◆ EXERCISE REQUIREMENTS: Return the lines beginning at the one that contains "cloud in the photograph above." and continuing to the end of the entries, including both ends, exactly as written and nothing else.

-- START --

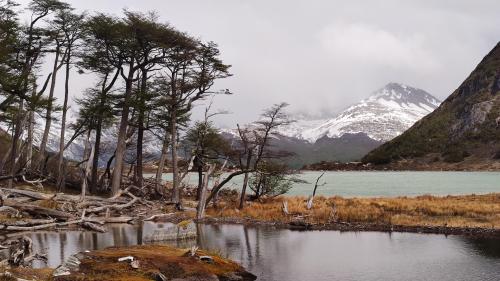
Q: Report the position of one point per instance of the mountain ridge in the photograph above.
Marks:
(464, 128)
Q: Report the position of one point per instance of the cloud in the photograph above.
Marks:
(371, 45)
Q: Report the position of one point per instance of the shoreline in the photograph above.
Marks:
(474, 232)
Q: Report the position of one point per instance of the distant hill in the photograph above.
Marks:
(463, 132)
(354, 132)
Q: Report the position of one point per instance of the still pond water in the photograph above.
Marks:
(285, 255)
(387, 184)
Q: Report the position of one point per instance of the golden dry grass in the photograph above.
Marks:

-- END --

◆ EXPECTED OUTPUT:
Q: Report the position of one point per instance of the cloud in the photograph above.
Marks:
(371, 45)
Q: Report the position of one point per instance of the shoreline in the photograph above.
Marks:
(474, 232)
Q: Report the position of one point per instance of the distant hill in the photograph above.
Marks:
(463, 132)
(354, 132)
Q: Report the position of one point per instance of the still pond water in the photograph above.
Marks:
(285, 255)
(387, 184)
Q: Report the position of one point per instance of the golden dry grass in the photograph above.
Marks:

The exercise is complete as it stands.